### Given request
Show every line of the listing below that contains the word "text", copying each line in full.

### Records supplied

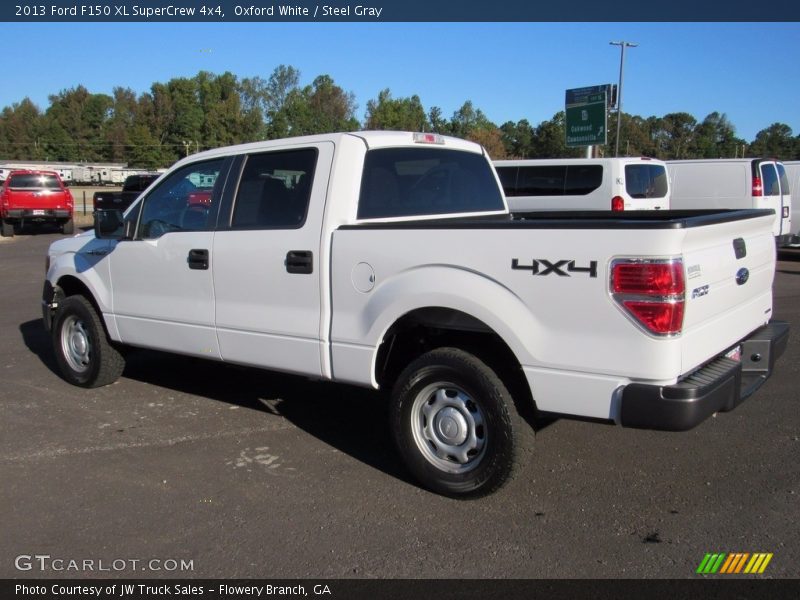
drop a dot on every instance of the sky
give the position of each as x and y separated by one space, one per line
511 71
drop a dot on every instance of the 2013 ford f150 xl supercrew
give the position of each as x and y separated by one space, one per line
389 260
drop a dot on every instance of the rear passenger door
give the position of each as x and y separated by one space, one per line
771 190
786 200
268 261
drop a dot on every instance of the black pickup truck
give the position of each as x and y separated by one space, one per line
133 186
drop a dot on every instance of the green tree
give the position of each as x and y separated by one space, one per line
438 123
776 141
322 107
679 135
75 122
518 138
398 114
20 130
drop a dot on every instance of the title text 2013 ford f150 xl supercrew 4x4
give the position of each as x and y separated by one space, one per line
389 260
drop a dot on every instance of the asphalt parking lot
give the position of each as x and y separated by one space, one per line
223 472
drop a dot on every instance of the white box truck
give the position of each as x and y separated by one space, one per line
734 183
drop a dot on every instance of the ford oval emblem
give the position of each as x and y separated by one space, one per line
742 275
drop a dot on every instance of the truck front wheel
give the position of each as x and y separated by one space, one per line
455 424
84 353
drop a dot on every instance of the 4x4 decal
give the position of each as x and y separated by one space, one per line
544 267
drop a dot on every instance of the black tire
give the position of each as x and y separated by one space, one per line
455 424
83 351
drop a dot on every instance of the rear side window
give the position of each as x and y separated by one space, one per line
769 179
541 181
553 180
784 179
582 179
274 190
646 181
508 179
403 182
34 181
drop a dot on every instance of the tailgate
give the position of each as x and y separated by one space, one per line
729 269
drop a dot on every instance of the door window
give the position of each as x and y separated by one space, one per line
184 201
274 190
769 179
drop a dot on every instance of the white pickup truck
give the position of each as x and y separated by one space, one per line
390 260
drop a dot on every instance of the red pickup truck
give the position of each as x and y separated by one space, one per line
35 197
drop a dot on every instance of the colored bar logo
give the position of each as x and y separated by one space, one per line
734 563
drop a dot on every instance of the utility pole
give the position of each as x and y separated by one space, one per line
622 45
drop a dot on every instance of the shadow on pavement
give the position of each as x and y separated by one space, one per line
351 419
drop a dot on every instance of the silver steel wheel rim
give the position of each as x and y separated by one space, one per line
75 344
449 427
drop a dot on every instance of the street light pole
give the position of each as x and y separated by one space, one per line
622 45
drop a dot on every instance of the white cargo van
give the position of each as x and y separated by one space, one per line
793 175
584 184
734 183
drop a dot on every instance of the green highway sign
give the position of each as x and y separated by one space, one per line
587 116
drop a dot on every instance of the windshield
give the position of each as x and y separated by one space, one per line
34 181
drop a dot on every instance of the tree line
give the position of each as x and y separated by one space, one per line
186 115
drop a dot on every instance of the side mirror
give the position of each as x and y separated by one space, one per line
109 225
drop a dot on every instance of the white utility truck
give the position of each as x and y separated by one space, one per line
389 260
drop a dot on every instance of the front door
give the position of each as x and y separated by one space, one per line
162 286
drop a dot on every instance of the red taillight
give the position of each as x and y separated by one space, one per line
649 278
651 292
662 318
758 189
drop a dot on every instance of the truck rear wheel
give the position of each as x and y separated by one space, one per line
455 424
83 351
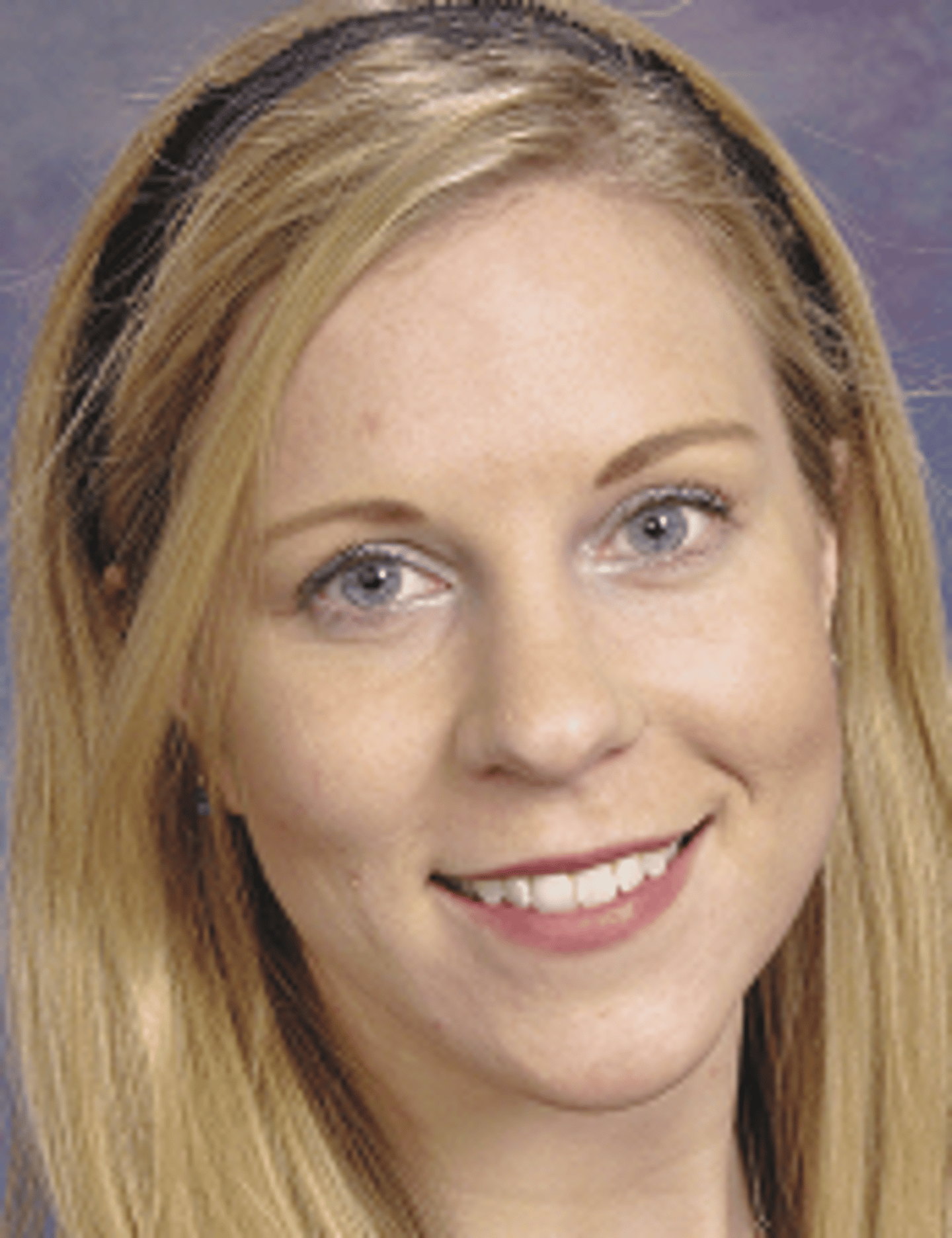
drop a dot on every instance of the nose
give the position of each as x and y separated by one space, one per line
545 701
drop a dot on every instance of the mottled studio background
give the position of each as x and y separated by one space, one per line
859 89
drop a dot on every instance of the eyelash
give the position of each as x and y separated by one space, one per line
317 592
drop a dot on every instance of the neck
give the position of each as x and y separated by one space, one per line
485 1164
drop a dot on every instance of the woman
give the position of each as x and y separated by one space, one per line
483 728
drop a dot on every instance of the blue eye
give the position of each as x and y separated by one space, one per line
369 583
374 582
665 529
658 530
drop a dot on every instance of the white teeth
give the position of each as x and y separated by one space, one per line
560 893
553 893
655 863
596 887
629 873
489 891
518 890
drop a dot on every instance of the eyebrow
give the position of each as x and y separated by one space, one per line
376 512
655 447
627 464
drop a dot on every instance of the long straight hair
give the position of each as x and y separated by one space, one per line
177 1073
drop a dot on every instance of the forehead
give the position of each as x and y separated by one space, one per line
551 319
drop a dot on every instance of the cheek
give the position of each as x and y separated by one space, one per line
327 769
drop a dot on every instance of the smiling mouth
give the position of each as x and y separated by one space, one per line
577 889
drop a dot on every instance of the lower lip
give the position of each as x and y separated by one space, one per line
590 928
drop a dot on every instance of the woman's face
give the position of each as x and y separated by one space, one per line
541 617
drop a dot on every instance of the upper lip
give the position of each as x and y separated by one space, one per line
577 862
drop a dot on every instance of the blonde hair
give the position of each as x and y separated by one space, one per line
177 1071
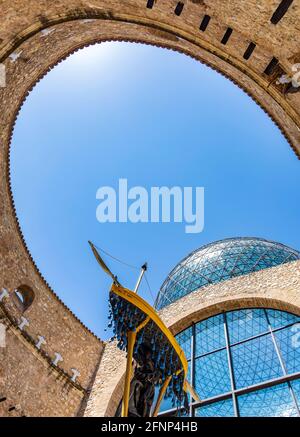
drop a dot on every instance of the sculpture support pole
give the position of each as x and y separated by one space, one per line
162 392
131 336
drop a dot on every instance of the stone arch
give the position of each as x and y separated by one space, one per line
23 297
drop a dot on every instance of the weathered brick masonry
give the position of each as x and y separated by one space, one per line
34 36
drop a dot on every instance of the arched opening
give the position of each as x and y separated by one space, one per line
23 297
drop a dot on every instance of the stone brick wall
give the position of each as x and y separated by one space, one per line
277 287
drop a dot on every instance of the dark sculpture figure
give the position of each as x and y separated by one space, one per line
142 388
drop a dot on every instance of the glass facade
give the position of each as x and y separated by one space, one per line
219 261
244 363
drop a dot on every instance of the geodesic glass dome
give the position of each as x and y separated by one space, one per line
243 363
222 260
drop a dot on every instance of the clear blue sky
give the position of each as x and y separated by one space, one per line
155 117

---

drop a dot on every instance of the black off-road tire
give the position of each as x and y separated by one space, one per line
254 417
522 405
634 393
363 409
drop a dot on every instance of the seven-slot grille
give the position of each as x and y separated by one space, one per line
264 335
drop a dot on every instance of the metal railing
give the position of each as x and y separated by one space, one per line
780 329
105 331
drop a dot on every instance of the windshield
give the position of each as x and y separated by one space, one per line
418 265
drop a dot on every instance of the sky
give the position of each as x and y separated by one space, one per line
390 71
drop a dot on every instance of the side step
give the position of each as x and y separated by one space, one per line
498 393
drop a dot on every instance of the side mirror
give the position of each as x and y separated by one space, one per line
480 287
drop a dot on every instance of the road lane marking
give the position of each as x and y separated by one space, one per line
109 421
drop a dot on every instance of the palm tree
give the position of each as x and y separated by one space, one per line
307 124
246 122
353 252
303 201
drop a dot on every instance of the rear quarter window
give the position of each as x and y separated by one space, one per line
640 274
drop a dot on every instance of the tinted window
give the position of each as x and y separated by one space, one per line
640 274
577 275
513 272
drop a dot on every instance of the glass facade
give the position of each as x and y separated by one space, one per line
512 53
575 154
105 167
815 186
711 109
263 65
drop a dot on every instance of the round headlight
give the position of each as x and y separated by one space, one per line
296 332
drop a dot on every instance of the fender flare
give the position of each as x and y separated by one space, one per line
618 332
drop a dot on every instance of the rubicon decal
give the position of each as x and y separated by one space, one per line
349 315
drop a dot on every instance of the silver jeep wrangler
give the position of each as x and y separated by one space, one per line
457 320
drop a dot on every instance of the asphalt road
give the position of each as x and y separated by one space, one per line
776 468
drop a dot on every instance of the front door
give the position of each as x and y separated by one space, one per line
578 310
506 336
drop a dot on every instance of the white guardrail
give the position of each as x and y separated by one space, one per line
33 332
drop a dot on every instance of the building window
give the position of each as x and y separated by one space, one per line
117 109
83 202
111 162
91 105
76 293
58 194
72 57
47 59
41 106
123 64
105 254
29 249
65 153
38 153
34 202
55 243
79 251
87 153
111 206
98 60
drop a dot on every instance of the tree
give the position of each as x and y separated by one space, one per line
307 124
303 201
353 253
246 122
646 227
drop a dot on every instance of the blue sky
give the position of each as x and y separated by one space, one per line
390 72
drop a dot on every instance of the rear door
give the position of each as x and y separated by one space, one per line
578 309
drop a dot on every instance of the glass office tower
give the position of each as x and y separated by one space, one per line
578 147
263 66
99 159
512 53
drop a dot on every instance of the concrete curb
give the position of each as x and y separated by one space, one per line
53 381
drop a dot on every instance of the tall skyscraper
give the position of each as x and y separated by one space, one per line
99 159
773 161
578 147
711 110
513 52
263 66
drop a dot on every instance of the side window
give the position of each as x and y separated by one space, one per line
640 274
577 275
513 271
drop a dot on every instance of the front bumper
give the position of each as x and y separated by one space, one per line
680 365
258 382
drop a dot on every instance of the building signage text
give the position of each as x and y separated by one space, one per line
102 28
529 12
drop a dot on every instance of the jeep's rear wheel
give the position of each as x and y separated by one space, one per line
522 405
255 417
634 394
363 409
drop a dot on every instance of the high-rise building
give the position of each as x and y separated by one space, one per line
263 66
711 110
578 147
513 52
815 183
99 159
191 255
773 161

### Completed task
drop a dot on every instance of the title text 2013 ford f150 xl supercrew 4x4
drop a dot on every instance of the building signage text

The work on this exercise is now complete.